(Source records)

□ □ □ □ □ □ □

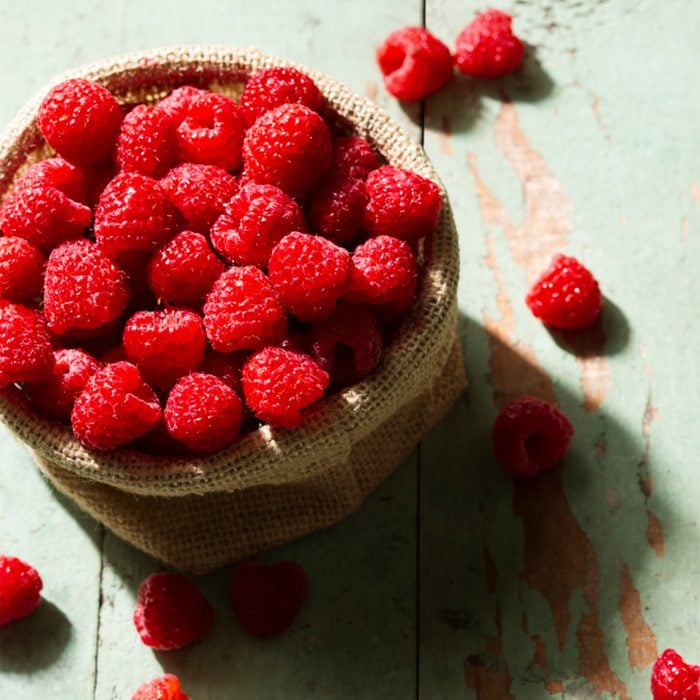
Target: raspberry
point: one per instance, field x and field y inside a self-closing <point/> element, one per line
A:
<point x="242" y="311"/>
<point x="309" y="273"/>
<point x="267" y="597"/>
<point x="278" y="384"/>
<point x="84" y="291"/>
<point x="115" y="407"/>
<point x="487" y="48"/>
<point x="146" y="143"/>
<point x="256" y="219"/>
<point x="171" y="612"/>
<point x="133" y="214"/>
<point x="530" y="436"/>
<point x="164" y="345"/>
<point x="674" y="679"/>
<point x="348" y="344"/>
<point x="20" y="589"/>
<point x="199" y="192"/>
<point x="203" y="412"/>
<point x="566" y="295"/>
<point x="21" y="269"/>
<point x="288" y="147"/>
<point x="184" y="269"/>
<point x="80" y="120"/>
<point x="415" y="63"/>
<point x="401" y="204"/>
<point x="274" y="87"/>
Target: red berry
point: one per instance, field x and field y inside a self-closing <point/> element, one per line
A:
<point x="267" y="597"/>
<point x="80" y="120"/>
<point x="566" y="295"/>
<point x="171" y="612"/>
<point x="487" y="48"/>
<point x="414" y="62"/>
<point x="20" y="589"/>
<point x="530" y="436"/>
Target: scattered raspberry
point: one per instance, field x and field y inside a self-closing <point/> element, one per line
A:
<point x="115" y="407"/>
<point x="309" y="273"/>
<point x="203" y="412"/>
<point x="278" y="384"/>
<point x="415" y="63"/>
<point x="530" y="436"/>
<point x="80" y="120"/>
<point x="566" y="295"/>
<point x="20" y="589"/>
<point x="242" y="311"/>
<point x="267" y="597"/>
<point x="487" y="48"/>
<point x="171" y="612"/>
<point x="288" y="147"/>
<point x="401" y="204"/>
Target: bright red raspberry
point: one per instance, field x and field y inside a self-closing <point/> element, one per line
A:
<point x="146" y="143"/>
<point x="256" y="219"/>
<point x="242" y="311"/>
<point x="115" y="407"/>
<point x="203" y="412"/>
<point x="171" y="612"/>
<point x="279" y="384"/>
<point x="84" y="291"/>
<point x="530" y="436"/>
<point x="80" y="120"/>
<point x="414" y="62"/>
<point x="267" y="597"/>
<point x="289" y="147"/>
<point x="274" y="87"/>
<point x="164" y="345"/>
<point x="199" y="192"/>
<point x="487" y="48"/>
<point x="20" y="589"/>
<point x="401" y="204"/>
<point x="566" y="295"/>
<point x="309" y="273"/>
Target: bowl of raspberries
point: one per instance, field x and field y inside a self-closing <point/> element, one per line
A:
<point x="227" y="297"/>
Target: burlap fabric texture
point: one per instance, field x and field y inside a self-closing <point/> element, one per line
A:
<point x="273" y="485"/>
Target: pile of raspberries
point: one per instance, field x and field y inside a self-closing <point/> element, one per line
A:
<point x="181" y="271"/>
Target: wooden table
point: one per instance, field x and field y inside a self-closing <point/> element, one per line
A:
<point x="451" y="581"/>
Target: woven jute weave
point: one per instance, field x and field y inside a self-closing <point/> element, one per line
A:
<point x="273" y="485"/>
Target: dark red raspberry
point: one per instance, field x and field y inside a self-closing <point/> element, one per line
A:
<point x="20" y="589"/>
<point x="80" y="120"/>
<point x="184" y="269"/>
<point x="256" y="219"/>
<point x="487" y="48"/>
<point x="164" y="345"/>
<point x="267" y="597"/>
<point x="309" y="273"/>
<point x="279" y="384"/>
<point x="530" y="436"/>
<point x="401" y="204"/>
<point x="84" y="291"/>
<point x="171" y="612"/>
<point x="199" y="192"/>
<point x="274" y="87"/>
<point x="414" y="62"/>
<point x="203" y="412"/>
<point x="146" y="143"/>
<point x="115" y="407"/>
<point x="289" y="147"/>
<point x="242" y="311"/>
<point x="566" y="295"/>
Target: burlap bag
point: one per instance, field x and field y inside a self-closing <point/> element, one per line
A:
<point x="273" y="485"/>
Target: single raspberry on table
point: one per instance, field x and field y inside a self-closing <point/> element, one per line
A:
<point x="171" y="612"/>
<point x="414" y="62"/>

□ □ □ □ □ □ □

None of the pictures should appear, though every line of the data above must be reproduced exactly.

Target: raspberry
point: one per instance, field x and field y inside a self-closing <point/> element, one per line
A:
<point x="242" y="311"/>
<point x="309" y="273"/>
<point x="267" y="597"/>
<point x="278" y="384"/>
<point x="84" y="291"/>
<point x="115" y="407"/>
<point x="487" y="48"/>
<point x="146" y="143"/>
<point x="256" y="219"/>
<point x="171" y="612"/>
<point x="133" y="214"/>
<point x="530" y="436"/>
<point x="164" y="345"/>
<point x="674" y="679"/>
<point x="348" y="344"/>
<point x="20" y="589"/>
<point x="199" y="192"/>
<point x="203" y="412"/>
<point x="566" y="295"/>
<point x="21" y="269"/>
<point x="288" y="147"/>
<point x="184" y="269"/>
<point x="80" y="120"/>
<point x="415" y="63"/>
<point x="401" y="204"/>
<point x="274" y="87"/>
Target: red berry
point: one per instance, field x and field y inside a self-closing <point/> element, one per line
A:
<point x="267" y="597"/>
<point x="80" y="120"/>
<point x="566" y="295"/>
<point x="171" y="612"/>
<point x="487" y="48"/>
<point x="414" y="62"/>
<point x="20" y="589"/>
<point x="530" y="436"/>
Target: scattered raspberry
point: one per instance, field x and field y inside a self-closing <point/> element, one per line
A:
<point x="115" y="407"/>
<point x="309" y="273"/>
<point x="203" y="412"/>
<point x="278" y="384"/>
<point x="415" y="63"/>
<point x="530" y="436"/>
<point x="80" y="120"/>
<point x="566" y="295"/>
<point x="20" y="589"/>
<point x="242" y="311"/>
<point x="267" y="597"/>
<point x="487" y="48"/>
<point x="171" y="612"/>
<point x="288" y="147"/>
<point x="401" y="204"/>
Target: bright red raspberry
point: one per instance, field x and field y inside a self-closing <point/> element, one per line
A:
<point x="146" y="143"/>
<point x="256" y="219"/>
<point x="242" y="311"/>
<point x="115" y="407"/>
<point x="203" y="412"/>
<point x="171" y="612"/>
<point x="279" y="384"/>
<point x="84" y="291"/>
<point x="530" y="436"/>
<point x="80" y="120"/>
<point x="414" y="62"/>
<point x="267" y="597"/>
<point x="289" y="147"/>
<point x="274" y="87"/>
<point x="164" y="345"/>
<point x="199" y="192"/>
<point x="487" y="48"/>
<point x="20" y="589"/>
<point x="401" y="204"/>
<point x="566" y="295"/>
<point x="309" y="273"/>
Target: bowl of raspberries
point: one per instance, field x and field y inside a self-closing <point/> element, one per line
A:
<point x="227" y="297"/>
Target: burlap fabric texture
point: one per instance, field x and field y inside a self-closing <point/> element, one per line
A:
<point x="273" y="485"/>
Target: pile of raspberries
point: one per instance, field x and field y inside a self-closing <point/> element, one per line
A:
<point x="181" y="271"/>
Target: wooden table
point: one per instance, field x and field y inside a self-closing <point/> element, one per line
A:
<point x="451" y="581"/>
Target: woven jute weave
point: one per instance, field x and field y inside a self-closing <point/> element, one per line
A:
<point x="273" y="485"/>
Target: dark red raspberry
point: one per instance, field x and field y inside a self-closing <point/> element, one per line
A:
<point x="20" y="589"/>
<point x="80" y="120"/>
<point x="184" y="269"/>
<point x="256" y="219"/>
<point x="487" y="48"/>
<point x="164" y="345"/>
<point x="267" y="597"/>
<point x="309" y="273"/>
<point x="279" y="384"/>
<point x="530" y="436"/>
<point x="401" y="204"/>
<point x="84" y="291"/>
<point x="171" y="612"/>
<point x="199" y="192"/>
<point x="274" y="87"/>
<point x="414" y="62"/>
<point x="203" y="412"/>
<point x="146" y="143"/>
<point x="115" y="407"/>
<point x="289" y="147"/>
<point x="242" y="311"/>
<point x="566" y="295"/>
Target: burlap bag
point: one per instance, field x and field y inside a self-closing <point/> element, one per line
A:
<point x="273" y="485"/>
Target: single raspberry on table
point: one per instance, field x and field y inside a self-closing <point/> element, one per line
A:
<point x="171" y="612"/>
<point x="414" y="62"/>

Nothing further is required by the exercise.